**What you need to do**
(A) Answer these questions from the color-model excerpt:
(i) Which color is the common component between yellow and cyan?
(ii) What results when the intensities of all the components are the same?
(iii) What determines how saturated a colorized hue is?
(B) Duplicate the part of the color-model excerpt starting with "In the additive" and going on through "zero intensity: black.".

___ Document excerpt ___

In the additive model, if the resulting spectrum, e.g. of superposing three colors, is flat, white color is perceived by the human eye upon direct incidence on the retina. This is in stark contrast to the subtractive model, where the perceived resulting spectrum is what reflecting surfaces, such as dyed surfaces, emit. A dye filters out all colors but its own; two blended dyes filter out all colors but the common color component between them, e.g. green as the common component between yellow and cyan, red as the common component between magenta and yellow, and blue-violet as the common component between magenta and cyan. There is no common color component among magenta, cyan and yellow, thus rendering a spectrum of zero intensity: black.

Zero intensity for each component gives the darkest color (no light, considered the black), and full intensity of each gives a white; the quality of this white depends on the nature of the primary light sources, but if they are properly balanced, the result is a neutral white matching the system's white point. When the intensities for all the components are the same, the result is a shade of gray, darker, or lighter depending on the intensity. When the intensities are different, the result is a colorized hue, more or less saturated depending on the difference of the strongest and weakest of the intensities of the primary colors employed.

___ Supplied material ___

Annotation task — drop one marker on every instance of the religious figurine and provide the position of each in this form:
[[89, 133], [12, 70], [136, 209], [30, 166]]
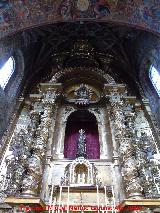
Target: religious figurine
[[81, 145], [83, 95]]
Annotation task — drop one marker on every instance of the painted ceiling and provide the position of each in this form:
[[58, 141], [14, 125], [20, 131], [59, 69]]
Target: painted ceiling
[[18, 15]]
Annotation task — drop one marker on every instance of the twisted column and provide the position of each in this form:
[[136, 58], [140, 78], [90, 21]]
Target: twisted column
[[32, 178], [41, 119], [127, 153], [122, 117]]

___
___ Supplied material ___

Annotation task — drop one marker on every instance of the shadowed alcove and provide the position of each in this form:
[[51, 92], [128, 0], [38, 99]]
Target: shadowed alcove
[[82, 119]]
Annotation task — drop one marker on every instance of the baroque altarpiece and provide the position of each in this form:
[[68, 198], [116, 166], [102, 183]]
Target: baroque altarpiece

___

**Answers below**
(A)
(i) Green.
(ii) A shade of gray, darker or lighter depending on the intensity.
(iii) The difference between the strongest and weakest of the intensities of the primary colors employed.

(B)
In the additive model, if the resulting spectrum, e.g. of superposing three colors, is flat, white color is perceived by the human eye upon direct incidence on the retina. This is in stark contrast to the subtractive model, where the perceived resulting spectrum is what reflecting surfaces, such as dyed surfaces, emit. A dye filters out all colors but its own; two blended dyes filter out all colors but the common color component between them, e.g. green as the common component between yellow and cyan, red as the common component between magenta and yellow, and blue-violet as the common component between magenta and cyan. There is no common color component among magenta, cyan and yellow, thus rendering a spectrum of zero intensity: black.